Kekerasan Terhadap Perempuan Bentuk Pelanggaran HAM
Utama

Kekerasan Terhadap Perempuan Bentuk Pelanggaran HAM

Karena kekerasan terhadap perempuan dianggap sebagai persoalan publik, bukan lagi persoalan domestik (privat).

Aida Mardatillah
Bacaan 4 Menit
Sejumlah narasumber dalam Training Pembekalan Hukum 2021 yang diselenggarakan oleh Koneksi dan Fatayat Nahdlatul Ulama secara daring, Kamis (23/7/2021). Foto: RES
Sejumlah narasumber dalam Training Pembekalan Hukum 2021 yang diselenggarakan oleh Koneksi dan Fatayat Nahdlatul Ulama secara daring, Kamis (23/7/2021). Foto: RES

Banyak yang beranggapan kekerasan terhadap perempuan bukan pelanggaran HAM. Padahal, kekerasan terhadap perempuan selain pidana, juga bentuk pelanggaran HAM yang berbasis gender yang mengakibatkan rasa sakit atau penderitaan terhadap perempuan secara fisik, seksual, psikologis, termasuk ancaman, paksaan, pembatasan kebebasan baik yang terjadi di area publik maupun domestik.
+---+
Soal Latihan 1 >>
Tulis ulang bagian teks tentang kekerasan terhadap perempuan, mulai dari "Karena kekerasan terhadap" dan berakhir pada "publik maupun domestik.", dengan mengganti "perempuan" menjadi "wanita".
Teks di atas dan catatan berikut tidak saling berhubungan.

Entri koleksi >>
+---+
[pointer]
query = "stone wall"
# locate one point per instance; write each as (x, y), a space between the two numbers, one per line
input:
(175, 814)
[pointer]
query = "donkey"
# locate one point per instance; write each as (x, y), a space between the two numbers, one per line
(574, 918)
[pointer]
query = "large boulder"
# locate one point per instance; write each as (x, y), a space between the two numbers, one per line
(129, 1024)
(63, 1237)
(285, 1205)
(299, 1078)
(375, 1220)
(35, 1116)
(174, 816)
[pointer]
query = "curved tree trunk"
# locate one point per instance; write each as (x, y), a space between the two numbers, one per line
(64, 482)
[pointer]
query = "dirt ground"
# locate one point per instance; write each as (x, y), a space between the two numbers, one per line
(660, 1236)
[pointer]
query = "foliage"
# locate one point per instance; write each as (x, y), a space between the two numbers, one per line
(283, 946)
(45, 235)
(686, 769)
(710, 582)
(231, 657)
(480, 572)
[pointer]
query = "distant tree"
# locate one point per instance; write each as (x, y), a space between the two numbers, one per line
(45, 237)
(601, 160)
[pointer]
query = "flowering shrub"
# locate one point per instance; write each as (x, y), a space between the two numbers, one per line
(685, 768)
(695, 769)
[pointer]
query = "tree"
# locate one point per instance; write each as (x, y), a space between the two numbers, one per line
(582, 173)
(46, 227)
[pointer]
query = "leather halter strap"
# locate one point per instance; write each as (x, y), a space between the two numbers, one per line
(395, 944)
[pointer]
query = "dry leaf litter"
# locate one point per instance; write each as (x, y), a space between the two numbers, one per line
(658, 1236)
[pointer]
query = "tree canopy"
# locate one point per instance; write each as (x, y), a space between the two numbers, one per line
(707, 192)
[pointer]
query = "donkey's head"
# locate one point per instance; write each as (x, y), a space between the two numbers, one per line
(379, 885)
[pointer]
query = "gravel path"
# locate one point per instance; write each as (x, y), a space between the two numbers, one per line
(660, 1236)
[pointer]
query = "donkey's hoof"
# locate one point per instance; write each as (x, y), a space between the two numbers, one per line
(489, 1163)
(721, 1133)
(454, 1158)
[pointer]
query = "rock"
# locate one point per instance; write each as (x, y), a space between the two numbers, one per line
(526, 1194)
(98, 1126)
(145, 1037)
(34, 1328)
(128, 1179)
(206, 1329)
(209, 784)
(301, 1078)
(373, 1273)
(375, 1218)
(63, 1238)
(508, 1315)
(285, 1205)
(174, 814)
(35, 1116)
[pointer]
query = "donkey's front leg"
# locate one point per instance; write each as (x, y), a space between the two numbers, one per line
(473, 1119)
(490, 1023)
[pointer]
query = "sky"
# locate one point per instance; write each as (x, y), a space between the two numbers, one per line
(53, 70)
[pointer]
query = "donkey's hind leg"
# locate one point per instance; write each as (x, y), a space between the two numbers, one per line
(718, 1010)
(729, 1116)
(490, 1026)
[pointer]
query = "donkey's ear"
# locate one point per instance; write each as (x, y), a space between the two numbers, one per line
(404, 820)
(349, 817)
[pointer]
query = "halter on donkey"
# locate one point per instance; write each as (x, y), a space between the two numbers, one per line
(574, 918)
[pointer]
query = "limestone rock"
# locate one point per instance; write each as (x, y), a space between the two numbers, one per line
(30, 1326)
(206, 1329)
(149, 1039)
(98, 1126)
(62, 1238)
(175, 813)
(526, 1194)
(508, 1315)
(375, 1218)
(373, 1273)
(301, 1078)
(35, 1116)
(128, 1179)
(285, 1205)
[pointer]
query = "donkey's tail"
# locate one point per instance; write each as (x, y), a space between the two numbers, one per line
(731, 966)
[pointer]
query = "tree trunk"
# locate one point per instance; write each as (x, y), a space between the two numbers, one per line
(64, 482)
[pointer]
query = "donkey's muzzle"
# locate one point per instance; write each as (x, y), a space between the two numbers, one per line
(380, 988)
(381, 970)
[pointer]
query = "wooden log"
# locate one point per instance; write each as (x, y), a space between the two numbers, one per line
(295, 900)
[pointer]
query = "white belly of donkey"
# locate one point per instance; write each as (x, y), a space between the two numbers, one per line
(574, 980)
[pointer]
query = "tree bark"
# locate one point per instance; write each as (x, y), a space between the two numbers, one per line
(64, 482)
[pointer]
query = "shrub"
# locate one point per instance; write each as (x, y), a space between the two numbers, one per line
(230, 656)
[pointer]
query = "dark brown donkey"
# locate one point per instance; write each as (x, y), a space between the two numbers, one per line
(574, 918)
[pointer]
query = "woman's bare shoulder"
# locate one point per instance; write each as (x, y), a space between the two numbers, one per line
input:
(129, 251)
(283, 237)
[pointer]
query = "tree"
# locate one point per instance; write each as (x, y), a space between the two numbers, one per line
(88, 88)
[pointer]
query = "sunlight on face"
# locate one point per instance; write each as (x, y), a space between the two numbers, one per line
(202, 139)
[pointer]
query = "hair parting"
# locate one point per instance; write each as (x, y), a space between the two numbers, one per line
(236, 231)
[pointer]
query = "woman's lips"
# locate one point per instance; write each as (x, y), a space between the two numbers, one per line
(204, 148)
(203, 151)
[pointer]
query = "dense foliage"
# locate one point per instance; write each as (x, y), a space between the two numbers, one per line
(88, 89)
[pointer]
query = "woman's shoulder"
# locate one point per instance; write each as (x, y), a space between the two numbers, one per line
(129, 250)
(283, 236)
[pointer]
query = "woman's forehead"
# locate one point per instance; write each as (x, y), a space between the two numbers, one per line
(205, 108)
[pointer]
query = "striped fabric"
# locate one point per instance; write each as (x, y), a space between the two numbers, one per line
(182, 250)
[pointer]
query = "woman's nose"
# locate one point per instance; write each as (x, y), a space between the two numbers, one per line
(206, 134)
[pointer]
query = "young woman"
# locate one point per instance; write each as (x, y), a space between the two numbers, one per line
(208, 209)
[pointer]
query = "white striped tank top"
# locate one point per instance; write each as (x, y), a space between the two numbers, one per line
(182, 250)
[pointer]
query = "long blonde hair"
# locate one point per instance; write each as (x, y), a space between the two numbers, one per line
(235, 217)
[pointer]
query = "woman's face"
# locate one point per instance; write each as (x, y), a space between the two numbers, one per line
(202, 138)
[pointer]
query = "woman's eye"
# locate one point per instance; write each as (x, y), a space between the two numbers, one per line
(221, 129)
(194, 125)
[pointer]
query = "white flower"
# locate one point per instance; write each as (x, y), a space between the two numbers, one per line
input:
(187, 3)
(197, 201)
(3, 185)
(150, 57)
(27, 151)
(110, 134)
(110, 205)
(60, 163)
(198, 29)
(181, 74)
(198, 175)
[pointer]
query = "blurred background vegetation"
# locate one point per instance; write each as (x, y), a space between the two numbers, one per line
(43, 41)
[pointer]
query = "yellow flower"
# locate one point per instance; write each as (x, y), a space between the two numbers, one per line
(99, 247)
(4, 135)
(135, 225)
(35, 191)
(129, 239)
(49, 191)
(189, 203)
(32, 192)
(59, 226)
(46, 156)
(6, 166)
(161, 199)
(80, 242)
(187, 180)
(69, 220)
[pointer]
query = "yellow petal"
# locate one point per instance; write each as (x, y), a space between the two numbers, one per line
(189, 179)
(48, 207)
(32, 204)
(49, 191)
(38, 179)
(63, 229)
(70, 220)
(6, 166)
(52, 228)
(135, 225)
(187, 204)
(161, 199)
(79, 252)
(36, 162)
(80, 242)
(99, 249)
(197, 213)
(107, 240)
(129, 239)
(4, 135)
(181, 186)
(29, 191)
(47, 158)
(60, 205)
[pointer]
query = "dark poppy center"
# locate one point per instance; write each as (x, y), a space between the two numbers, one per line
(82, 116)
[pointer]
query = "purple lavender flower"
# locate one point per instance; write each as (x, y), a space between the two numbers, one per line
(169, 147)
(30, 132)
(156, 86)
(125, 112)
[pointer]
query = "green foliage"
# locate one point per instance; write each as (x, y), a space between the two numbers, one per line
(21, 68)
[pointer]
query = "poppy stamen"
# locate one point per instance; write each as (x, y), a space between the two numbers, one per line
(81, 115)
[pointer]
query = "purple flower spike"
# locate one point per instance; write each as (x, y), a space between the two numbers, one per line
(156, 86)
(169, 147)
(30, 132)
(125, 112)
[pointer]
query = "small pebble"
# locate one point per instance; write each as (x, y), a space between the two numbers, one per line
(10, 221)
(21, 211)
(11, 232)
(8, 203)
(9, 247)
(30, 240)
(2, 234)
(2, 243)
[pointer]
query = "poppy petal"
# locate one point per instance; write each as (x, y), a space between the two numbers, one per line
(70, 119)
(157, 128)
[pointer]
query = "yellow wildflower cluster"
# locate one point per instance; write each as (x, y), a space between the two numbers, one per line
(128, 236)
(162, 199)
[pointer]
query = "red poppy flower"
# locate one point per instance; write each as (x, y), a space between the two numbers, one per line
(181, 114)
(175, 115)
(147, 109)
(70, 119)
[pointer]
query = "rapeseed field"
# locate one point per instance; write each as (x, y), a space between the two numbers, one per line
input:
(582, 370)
+---+
Soal Latihan 2 >>
Pilih semua baris dalam catatan yang mengandung kata "halter", lalu salin baris-baris itu.

Jawaban 1 >>
Karena kekerasan terhadap wanita dianggap sebagai persoalan publik, bukan lagi persoalan domestik (privat).

Aida Mardatillah
Bacaan 4 Menit
Sejumlah narasumber dalam Training Pembekalan Hukum 2021 yang diselenggarakan oleh Koneksi dan Fatayat Nahdlatul Ulama secara daring, Kamis (23/7/2021). Foto: RES
Sejumlah narasumber dalam Training Pembekalan Hukum 2021 yang diselenggarakan oleh Koneksi dan Fatayat Nahdlatul Ulama secara daring, Kamis (23/7/2021). Foto: RES

Banyak yang beranggapan kekerasan terhadap wanita bukan pelanggaran HAM. Padahal, kekerasan terhadap wanita selain pidana, juga bentuk pelanggaran HAM yang berbasis gender yang mengakibatkan rasa sakit atau penderitaan terhadap wanita secara fisik, seksual, psikologis, termasuk ancaman, paksaan, pembatasan kebebasan baik yang terjadi di area publik maupun domestik.

Jawaban 2 >>
query = "leather halter strap"
query = "halter on donkey"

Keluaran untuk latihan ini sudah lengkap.